● **Exercise aim**
Set down, word for word, the passage of the reservoir water quality text below that begins at the words "Table 5 Covariance" and ends after "coefficient also increases.".

● **Text section**
==*==

3.5 Application of AMOS Modification Indices

This study selects the best results of p value, chi-square, and interior quality acquired via oblique rotation between the two types of rotation for the use of modification indices and model search. Sequence modification focuses first on modification indices because there is a need to examine whether any parameters (covariance) need to be redefined due to its significant influence on the continuous model search.

Due to smaller p value as well as the failure to complete the iteration estimate procedure after several modifications, we still cannot acquire the results and do not choose to use orthogonal rotation.

Table 5 provides three modification indices higher than 3.84 and the covariance relationship between ammonia nitrogen, DO, and temperature. Moreover, it indicates that BOD and Chloro need to be redefined.

Table 5 Covariance of modification indices

According to Fig. 3, the model after the second modification has met the requirement for p value >0.5, and there is a positive correlation between BOD and Chloro. The explanation is that Chloro means algae and more algae are required for higher BOD.

Fig. 3
figure 3

Modification indices of oblique rotation

When factor load exceeds 0.5, the increasing number of water quality indicators reaches standards such as DO of 0.559, BOD of 0.661, MBAS of 0.554, pH of 0.634, and the rest of the water quality indicators are also close to the standard factor load of 0.5. When the factor load is higher, the reliability coefficient also increases.

3.6 Specification Search of AMOS

This study selects all covariance curves to execute the first specification search and a total of 256 models of covariance curves that need to be analyzed. For the results of the first specification search, this study uses Akaike Information Criterion (AIC) and Bayes Information Criterion (BIC) to explain the optimal model of the hypothesized one.

AMOS, during the specification search, uses AIC0, BCC0, and BIC0 as the judgment basis; when the three values are close to 0, they present the optimal hypothesized model [6]. Hence, this study conducts two specification searches and selects Fig. 4 as the best hypothesized model. At the same time, the second modification of the specification search in this study maintains good external quality as shown in Table 6.

Fig. 4
figure 4

Completion of oblique rotation model

Table 6 Evaluation indices of second specification search (oblique rotation)

4 Conclusion

This study uses multivariate statistical analysis to identify the four factors of organic pollution, eutrophication, seasonal, and sediment pollution that mainly influence water quality in the watershed area.

This study uses the AMOS computing program to confirm factor analyses; the initial hypothesized orthogonal rotation model is reported with p value and chi-square of 0.000 and 93.003 completely unfitted. But after oblique rotation, it is confirmed that with the inclusion of a covariance curve, the initial orthogonal rotation is not a complete error estimate. After several explorative factor analyses, this study discovers the optimal model diagram with a p value and chi-square of 0.611 and 17.643 reaching the standards and confirming the normal distribution of reflective indicators of the four factors in the hypothesized model of orthogonal rotation. The good external quality has the biological, chemical, and physical relationship to support the orthogonal rotation model. This also explains the biological, chemical, and physical influences in nature on the nine parameters of water quality.

When multivariate analyses are applied, factor analyses, cluster analyses, and discriminant analyses shall also be conducted at the same time to obtain optimal results of statistical analyses. Due to the length limit, this study only presents factor analyses in stage 1 and confirmatory factor analyses in stage 2 to establish the complete set of methods.

In the future, heavy metals that affect water quality shall be included to improve water quality analyses and managerial completeness.

This study aims to establish a set of standard methods for the reference of the reservoir authorities to dramatically improve the application and statistical analyses of water quality monitoring data as well as the enactment of water quality managerial strategies in the watershed areas of reservoirs.

==*==

● **Recorded data**

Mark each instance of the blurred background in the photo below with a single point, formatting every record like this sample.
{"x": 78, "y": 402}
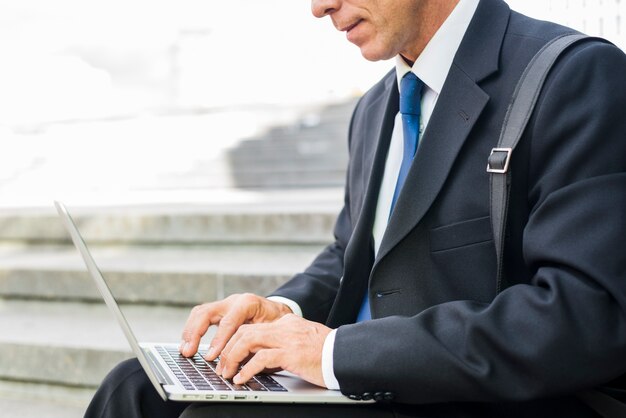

==*==

● **Exercise response**
Table 5 Covariance of modification indices

According to Fig. 3, the model after the second modification has met the requirement for p value >0.5, and there is a positive correlation between BOD and Chloro. The explanation is that Chloro means algae and more algae are required for higher BOD.

Fig. 3
figure 3

Modification indices of oblique rotation

When factor load exceeds 0.5, the increasing number of water quality indicators reaches standards such as DO of 0.559, BOD of 0.661, MBAS of 0.554, pH of 0.634, and the rest of the water quality indicators are also close to the standard factor load of 0.5. When the factor load is higher, the reliability coefficient also increases.